Instruction a —
According to the article on the confessional, what is a priest not even allowed to divulge?

McGuire Megna Attorneys, An Association of Professionals

Should the Confessional Be a Pedophile Safe Zone?

Should the Confessional Be a Pedophile Safe Zone?

Devout Catholics have always believed in the inviolability of the confessional.  In spite of the sacrament changing names over the years-Confession to Sacrament of Penance to Sacrament of Reconciliation (sounds like a Tinker to Evers to Chance), the fact that a Catholic can enter a confessional and tell his/her sins to a priest with absolute confidence that the priest will not ever divulge what is said has been a mainstay and a motivation for confession.  The priest isn’t even allowed to divulge whether a particular person came to confession!  Any priest worth his salt believes this to be a trust that he can never, under any circumstances break.  And, for the most part, Catholics have always appreciated that and accepted it at face value.

Materials provided —
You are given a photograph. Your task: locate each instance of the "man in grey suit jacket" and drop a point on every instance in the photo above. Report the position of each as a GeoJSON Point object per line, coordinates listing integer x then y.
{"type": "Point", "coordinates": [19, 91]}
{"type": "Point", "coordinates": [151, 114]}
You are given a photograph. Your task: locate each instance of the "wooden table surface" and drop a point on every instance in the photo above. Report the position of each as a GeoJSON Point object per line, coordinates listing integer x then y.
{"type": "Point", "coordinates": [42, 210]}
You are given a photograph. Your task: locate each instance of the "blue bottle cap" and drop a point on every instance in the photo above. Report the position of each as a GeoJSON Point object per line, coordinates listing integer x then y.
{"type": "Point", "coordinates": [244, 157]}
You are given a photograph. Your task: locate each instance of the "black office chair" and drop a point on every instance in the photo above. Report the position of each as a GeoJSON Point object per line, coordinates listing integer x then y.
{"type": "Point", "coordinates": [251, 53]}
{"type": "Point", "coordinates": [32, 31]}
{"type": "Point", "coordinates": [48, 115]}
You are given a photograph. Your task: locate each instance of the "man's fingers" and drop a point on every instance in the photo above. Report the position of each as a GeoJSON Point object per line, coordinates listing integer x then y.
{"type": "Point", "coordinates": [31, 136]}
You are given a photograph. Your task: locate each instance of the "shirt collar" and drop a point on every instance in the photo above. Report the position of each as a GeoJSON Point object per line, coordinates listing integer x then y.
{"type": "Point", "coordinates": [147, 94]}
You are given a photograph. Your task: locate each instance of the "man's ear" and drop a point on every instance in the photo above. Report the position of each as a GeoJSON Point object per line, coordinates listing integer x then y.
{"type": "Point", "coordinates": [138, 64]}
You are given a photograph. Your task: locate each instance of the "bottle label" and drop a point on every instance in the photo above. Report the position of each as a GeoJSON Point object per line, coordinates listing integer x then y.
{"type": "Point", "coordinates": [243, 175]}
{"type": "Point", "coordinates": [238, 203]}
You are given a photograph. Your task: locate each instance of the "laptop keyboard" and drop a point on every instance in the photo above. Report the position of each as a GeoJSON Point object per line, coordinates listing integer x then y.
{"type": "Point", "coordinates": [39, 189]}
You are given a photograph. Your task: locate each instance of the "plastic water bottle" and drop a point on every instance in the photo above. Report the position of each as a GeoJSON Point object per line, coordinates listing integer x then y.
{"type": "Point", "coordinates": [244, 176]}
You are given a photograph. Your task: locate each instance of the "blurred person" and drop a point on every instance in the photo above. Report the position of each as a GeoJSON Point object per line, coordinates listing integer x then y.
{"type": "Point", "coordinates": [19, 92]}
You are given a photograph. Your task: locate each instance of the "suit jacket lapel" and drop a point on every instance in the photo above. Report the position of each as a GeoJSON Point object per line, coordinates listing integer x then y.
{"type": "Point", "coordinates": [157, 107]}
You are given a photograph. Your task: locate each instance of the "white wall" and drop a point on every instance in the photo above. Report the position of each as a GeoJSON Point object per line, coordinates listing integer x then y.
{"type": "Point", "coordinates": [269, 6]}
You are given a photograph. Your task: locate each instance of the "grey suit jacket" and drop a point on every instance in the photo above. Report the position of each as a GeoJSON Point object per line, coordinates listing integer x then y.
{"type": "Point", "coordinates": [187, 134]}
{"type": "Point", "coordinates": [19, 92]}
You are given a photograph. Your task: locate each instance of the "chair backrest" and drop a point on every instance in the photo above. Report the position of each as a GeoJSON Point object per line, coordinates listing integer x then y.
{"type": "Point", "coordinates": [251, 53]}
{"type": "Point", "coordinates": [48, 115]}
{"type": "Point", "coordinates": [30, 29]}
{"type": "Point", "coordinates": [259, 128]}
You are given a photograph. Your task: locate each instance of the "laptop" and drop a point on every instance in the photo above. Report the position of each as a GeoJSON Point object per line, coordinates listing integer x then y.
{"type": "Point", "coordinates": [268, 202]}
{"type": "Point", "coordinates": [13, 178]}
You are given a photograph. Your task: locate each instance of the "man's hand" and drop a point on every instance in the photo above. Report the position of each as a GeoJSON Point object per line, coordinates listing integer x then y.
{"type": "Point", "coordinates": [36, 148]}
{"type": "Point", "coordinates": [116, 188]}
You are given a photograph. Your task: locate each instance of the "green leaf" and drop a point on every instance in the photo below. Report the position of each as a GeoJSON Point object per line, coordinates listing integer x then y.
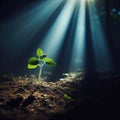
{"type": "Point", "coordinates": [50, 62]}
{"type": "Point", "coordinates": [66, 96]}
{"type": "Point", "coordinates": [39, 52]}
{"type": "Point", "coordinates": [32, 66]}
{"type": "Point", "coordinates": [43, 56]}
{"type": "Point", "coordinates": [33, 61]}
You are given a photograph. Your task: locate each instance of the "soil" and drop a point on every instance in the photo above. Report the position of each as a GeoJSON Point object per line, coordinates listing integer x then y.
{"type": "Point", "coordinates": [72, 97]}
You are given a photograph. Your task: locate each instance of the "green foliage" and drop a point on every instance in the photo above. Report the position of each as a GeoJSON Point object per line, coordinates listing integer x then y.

Instruction b —
Copy out every row that contains the string "green", treating uppercase and lowercase as different.

Final result a —
Whether a particular person came to confession.

Final result b —
You are given a photograph. Your task: locate each instance of the "green leaf" and drop a point on every instance in the photo below. Report the position of each as a GeoJSON Point object per line, coordinates listing integer x then y.
You are given a photograph. Your task: locate each instance of the "green foliage" and drop a point on every instance in the photo above. Report the position of each as a GeoJSON Point object per line, coordinates listing integer x then y.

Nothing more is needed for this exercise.